Given instruction A: Locate every line in the listing that contains the string "window" and copy each of those lines.
[Start Document extract]
Every career has a set of skills that one needs to do their job, and a set of tools to carry out the various tasks required to display their skills.
The simplest example of this is an auto mechanic. He needs the skills to know how to fix your car when it breaks down, and the tools like a wrench to actually do the work.
In IT Security things are a little different, some tools don’t fix things, they break them.
In the third phase of the security lifecycle, security practitioners take out the tool chest (aka CD-ROM) to test all that hard work you have put into that project.
The objective really is to assess the architecture and design to ensure the processes and controls are working as you expect them too.
In other words, we are providing some accreditation and certification to the design that it hopefully is in-line with the values and policies of the organization.
We use network scanners to identify targets, application assessment tools to find holes, and exploit code to pop open doors and secret access points into your applications.
When a security analyst is doing a security threat and risk assessment, they are really playing the role of would-be attacker, and I will tell you, it is fun.
If you take three security analysts and tell them each to asses the same design, you will get three different reports with three different risk ratings.
This is because assigning risk can be subjective to the opinion of the assessors experience and understanding of technology.
Take for example an assessment of a web portal. It uses a mixed environment where some information is sent over an SSL encrypted tunnel, but other non-sensitive information (pictures, ads, etc) are allowed to continue over HTTP. To get access to the sensitive information a client must sign-in.
[End Document extract]
[Start Records to use]
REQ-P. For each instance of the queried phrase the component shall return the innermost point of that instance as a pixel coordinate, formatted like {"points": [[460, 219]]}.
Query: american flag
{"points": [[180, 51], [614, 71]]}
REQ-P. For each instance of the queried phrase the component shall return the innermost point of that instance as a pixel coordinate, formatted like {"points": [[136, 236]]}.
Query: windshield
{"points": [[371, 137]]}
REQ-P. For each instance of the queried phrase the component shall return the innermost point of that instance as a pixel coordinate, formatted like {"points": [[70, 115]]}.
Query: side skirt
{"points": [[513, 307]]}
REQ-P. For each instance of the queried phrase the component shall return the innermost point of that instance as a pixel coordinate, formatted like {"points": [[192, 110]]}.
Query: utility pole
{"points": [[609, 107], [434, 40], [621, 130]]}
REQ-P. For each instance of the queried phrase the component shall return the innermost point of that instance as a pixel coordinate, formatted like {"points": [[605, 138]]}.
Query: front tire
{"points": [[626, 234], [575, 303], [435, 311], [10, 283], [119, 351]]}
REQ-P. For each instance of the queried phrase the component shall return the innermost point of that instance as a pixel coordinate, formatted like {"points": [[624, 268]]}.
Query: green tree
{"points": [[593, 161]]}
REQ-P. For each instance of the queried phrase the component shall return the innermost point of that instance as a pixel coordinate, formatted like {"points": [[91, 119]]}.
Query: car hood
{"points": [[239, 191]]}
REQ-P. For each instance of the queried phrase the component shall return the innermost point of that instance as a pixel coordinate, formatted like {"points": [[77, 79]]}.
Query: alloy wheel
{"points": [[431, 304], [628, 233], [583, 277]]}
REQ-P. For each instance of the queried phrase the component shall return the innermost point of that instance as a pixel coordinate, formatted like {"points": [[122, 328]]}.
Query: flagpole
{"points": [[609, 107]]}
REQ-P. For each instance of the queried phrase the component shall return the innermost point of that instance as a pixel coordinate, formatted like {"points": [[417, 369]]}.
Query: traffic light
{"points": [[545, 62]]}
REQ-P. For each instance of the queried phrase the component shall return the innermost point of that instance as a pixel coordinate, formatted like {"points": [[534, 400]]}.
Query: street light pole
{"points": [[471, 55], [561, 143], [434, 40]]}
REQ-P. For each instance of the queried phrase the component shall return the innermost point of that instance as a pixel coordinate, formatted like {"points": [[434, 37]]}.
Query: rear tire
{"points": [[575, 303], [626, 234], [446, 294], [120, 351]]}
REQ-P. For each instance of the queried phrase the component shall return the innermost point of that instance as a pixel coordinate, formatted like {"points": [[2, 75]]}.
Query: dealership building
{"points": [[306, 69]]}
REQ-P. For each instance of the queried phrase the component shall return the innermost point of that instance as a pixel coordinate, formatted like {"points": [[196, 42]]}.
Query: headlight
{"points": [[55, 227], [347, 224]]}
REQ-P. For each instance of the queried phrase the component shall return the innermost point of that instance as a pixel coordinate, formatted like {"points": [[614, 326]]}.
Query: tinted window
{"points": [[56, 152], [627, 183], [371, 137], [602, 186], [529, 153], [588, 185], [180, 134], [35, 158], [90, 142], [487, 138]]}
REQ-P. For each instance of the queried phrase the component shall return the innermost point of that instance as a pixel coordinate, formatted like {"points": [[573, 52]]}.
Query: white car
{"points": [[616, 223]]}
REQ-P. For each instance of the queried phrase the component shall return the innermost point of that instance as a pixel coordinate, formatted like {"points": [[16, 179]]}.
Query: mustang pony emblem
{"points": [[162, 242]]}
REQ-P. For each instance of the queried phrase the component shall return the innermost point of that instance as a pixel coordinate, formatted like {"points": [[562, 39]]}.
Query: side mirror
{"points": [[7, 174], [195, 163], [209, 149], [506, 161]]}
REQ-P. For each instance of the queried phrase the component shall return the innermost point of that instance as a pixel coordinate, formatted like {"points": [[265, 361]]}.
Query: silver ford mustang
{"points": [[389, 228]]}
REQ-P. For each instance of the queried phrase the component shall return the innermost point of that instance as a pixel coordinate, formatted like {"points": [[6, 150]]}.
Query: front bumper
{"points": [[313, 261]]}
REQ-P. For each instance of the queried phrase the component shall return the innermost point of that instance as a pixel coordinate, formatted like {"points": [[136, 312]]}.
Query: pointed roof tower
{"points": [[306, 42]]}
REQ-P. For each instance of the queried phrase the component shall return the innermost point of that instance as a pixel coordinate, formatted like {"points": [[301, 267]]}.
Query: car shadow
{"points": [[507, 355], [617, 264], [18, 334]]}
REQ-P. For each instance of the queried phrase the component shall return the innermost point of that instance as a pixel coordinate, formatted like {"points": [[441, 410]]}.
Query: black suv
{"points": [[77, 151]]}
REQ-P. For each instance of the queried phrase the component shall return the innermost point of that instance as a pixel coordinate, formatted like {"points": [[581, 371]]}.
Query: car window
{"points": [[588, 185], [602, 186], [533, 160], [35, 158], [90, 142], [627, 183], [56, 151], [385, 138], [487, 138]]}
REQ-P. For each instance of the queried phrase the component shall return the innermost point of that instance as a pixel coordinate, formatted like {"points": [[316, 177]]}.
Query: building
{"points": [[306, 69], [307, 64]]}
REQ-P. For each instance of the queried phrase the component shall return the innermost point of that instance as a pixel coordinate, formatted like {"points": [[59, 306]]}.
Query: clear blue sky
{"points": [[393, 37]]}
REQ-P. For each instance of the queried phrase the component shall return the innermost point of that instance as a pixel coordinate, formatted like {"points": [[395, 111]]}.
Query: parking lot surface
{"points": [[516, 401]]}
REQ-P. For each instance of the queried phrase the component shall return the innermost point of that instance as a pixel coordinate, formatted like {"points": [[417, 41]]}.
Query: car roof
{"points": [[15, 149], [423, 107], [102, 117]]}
[End Records to use]
Given instruction B:
Answer these questions using the IT security passage above:
(i) What tool does the passage name as an example of what an auto mechanic uses to do the work?
(ii) In which phase of the security lifecycle do security practitioners take out the tool chest?
(iii) In the web portal example, what must a client do to get access to the sensitive information?

Reply A:
Query: tinted window
Query: car window

Reply B:
(i) A wrench.
(ii) The third phase.
(iii) Sign in.